Set out the lines from the start of the records through the line containing "x=458 y=275", inclusive, as a numbered list, omitting any blank lines.

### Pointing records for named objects

____

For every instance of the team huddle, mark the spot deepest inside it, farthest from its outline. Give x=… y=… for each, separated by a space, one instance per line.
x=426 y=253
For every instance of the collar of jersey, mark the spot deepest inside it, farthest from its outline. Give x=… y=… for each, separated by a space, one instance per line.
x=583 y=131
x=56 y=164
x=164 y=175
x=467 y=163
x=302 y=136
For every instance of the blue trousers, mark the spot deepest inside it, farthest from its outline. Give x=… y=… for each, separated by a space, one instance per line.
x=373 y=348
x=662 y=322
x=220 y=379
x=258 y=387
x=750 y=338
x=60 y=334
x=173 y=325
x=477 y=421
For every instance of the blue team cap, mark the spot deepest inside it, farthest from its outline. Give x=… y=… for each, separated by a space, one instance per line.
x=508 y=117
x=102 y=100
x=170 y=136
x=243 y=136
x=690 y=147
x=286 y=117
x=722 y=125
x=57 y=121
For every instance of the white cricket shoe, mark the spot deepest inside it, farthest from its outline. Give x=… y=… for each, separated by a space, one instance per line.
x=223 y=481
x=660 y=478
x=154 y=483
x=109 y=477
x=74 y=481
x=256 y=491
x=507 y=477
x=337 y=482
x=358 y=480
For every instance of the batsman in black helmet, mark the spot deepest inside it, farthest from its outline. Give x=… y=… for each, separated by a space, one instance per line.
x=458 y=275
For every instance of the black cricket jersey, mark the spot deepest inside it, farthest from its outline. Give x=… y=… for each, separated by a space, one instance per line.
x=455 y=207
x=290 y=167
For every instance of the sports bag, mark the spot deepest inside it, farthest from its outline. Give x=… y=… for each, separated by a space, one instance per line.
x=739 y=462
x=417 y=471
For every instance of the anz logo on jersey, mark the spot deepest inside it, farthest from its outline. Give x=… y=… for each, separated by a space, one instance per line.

____

### Output of the task
1. For every instance of the team huddle, mark the spot deepest inside it, farthest from its outline. Give x=… y=… for each, separated by a space, one instance per line.
2. x=426 y=253
3. For every instance of the collar of jersey, mark the spot deepest inside it, farthest from its outline. Give x=… y=… for each, separated by a space, one instance per line.
4. x=583 y=131
5. x=56 y=164
6. x=164 y=175
7. x=467 y=163
8. x=302 y=136
9. For every instance of the blue trousers, mark the spot deepest inside it, farthest from its outline. Give x=… y=… for each, separated by a space, one instance per line.
10. x=373 y=348
11. x=662 y=322
12. x=220 y=379
13. x=258 y=387
14. x=750 y=338
15. x=60 y=334
16. x=173 y=325
17. x=477 y=421
18. For every instance of the blue team cap, mark the spot deepest inside it, farthest from its outline. Give x=… y=… for each, separated by a space, one instance per line.
19. x=508 y=117
20. x=102 y=100
21. x=170 y=136
22. x=243 y=136
23. x=690 y=147
24. x=286 y=117
25. x=722 y=125
26. x=57 y=121
27. For every instance of the white cricket shoe, mark the spot deepest inside it, farthest from its outline. Give x=… y=… for each, separated by a space, one instance per line.
28. x=223 y=481
29. x=660 y=478
30. x=154 y=483
31. x=109 y=477
32. x=74 y=481
33. x=256 y=491
34. x=507 y=477
35. x=337 y=482
36. x=358 y=480
37. For every instance of the batsman in black helmet, mark the spot deepest inside it, farthest from its outline. Give x=… y=… for each, separated by a space, one instance per line.
38. x=458 y=275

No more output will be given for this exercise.